TO DO =
**A.** From the passage on Charlottesville's Comprehensive Plan, list every way it gives for residents to share their thoughts with Cville Plans Together.
**B.** Carry on the passage about Charlottesville's Comprehensive Plan from the point where it stops.

PAGE EXCERPT =

»»

Some felt that the COVID-19 pandemic had made robust community engagement difficult or that there hadn’t been enough engagement in general. Some were concerned that May was the first time many folks seemed to be aware of the draft future land use map and the entire Comprehensive Plan process, despite engagement efforts. Others wanted more time for more people to read and understand the plan before commenting. Others still were concerned that groups who are often not represented in these conversations, particularly folks of low-wealth, members of historically marginalized communities and renters, had not yet been sufficiently engaged.

Koch hopes that the extra time will allow Cville Plans Together to address these concerns in particular. 

“We wanted to both continue to build the number of people we’re hearing from, so that it can be more representative of the Charlottesville population,” she said. 

Anecdotally, the consultants do seem to be hearing from certain neighborhoods more than others right now, said Koch, but specific information won’t be available until all of the received comments are read, listened to, synthesized, and more, late in June. 

“My hope is that it means we can provide a better plan, on time,” said Lyle Solla-Yates, a member of the Charlottesville Planning Commission and a Cville Plans Together steering committee member, about the two-week extension. Solla-Yates joined the Planning Commission in 2018, not long after the city began its revision of the Comprehensive Plan — which Virginia cities and counties are required to do, by law, every five years — in 2017.

Cville Plans Together encourages all residents — that includes short- and long-term renters, folks without permanent shelter, homeowners, landowners, etc. — to share their thoughts, and in the following ways:

  1. Cville Plans Together website
    • Less intimidating than the full site is the six-page review packet.
  2. Comment via the survey (includes opportunities to read summaries or full documents)
  3. Comment via the interactive map
  4. Send an email to Engage@
  5. Call (833) 752-6428 (share a recorded message or schedule a time to speak with a Cville Plans Together team member)

««

INFORMATION GIVEN =
»»

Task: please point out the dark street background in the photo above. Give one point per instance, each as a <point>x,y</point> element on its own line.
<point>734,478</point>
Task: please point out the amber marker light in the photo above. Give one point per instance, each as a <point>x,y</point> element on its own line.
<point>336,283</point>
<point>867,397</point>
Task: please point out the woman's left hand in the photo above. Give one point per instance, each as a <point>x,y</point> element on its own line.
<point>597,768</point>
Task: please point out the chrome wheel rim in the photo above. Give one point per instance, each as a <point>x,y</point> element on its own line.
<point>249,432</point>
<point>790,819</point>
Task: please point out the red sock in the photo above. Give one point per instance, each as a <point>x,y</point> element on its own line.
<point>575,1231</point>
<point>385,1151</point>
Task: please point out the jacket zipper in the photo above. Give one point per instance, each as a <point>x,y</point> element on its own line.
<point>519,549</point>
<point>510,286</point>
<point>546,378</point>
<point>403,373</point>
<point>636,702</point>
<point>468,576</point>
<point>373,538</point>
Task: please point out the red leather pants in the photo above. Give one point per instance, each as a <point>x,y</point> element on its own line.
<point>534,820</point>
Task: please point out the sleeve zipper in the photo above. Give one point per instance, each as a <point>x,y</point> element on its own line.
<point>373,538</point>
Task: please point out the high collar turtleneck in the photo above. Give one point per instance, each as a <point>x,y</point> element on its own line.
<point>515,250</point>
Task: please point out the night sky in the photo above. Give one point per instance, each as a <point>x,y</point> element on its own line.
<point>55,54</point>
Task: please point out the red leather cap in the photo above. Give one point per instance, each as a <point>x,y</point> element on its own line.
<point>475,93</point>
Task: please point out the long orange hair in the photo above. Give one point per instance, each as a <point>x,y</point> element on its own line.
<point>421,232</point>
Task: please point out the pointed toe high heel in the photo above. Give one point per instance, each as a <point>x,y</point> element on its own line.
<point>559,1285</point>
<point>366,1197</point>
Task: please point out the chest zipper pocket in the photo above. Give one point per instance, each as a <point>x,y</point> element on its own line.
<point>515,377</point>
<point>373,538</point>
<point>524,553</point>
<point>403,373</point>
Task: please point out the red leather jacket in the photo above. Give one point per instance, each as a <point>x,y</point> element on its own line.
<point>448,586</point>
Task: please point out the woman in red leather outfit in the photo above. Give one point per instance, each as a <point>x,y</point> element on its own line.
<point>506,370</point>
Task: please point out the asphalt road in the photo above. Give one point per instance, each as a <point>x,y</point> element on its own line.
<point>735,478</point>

««

RESULTS IN ORDER =
**A.**
1. The Cville Plans Together website (or its six-page review packet)
2. The survey
3. The interactive map
4. An email to Engage@
5. A call to (833) 752-6428, to leave a recorded message or schedule a time to speak with a team member

**B.**
In addition to engaging folks through the above methods and through a number of community webinars throughout the spring, Cville Plans Together held a series of in-person pop-up events over four days in May. They set up large-scale posters of the draft land use map, handed out flyers, answered questions and encouraged folks to comment, or to learn more and then comment, at Riverview Park, the Downtown Mall, Reid’s Super-Save Market, the Saturday morning farmer’s market and North American Sake Brewery at IX Art Park, the Jefferson School City Center and the Church of the Incarnation. 

Cville Plans Together also posts recordings of its virtual meetings to its YouTube channel so that folks who could not attend the virtual sessions can get caught up and comment at a later date via one of the methods above. 

Koch said that the Cville Plans Together team has already begun reviewing the comments that have come in so far, and will continue to compile, synthesize and review comments all up until a June 29 public work session with the Charlottesville Planning Commission. During that meeting, Cville Plans Together will share with the Planning Commission “the major things we’ve heard” from all of the community engagement sessions and pathways, said Koch. The team will not be making specific recommendations as to which comments should or should not be prioritized or “accepted” at that time, she added, but the comments will be taken into consideration as Cville Plans Together revises the draft land use map over the summer.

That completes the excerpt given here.